_Work required_
Transcribe the listing below exactly, leaving out each image.

_Data supplied_

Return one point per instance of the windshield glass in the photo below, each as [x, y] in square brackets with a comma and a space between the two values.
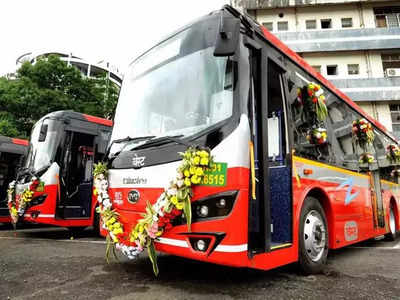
[177, 88]
[41, 154]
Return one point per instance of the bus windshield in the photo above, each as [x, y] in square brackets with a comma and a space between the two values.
[41, 153]
[177, 88]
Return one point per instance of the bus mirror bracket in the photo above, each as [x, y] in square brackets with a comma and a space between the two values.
[43, 132]
[228, 36]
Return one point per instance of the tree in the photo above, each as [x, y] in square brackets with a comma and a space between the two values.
[50, 85]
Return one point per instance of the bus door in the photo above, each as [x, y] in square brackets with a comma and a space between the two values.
[270, 222]
[76, 176]
[376, 197]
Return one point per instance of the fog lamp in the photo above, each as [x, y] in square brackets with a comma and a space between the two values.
[201, 245]
[202, 211]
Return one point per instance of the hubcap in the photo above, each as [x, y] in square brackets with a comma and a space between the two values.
[314, 235]
[392, 222]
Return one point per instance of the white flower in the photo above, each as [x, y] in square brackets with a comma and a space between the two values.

_The answer_
Return one point per instance of the windshield glass in the photo below, each as [x, y] in square brackets with a comma and a space between the two values.
[177, 88]
[41, 154]
Return one point per instance of the bus windshield in the photo above, each as [x, y] in square brackets with a comma and a space between the two values.
[41, 153]
[177, 88]
Return one point per instance of the bus mirror bracket in the photo above, each as [x, y] in square brackets with a comma and a space between the two values.
[43, 132]
[228, 36]
Return one point per instance of the tree in the photo above, each as [x, y] in square brackets with a comma and a space between the two values.
[50, 85]
Return one point per instance of the bus door in the photo above, each as [x, y] in square brackets with a comma and a space between the two values.
[270, 222]
[76, 176]
[376, 197]
Return one point per instance of the fog lamp in the photo above, each as [x, y] in square brackets with a comma and a space between the two values.
[201, 245]
[202, 211]
Return one point per instance of the hubcap in the photo above, each as [x, y] in square brackets with a comma and a space between the two values.
[314, 235]
[392, 222]
Return one point per instance of the white flower in the photo above, each as [x, y] in square brackets with a comma and a space between the two values.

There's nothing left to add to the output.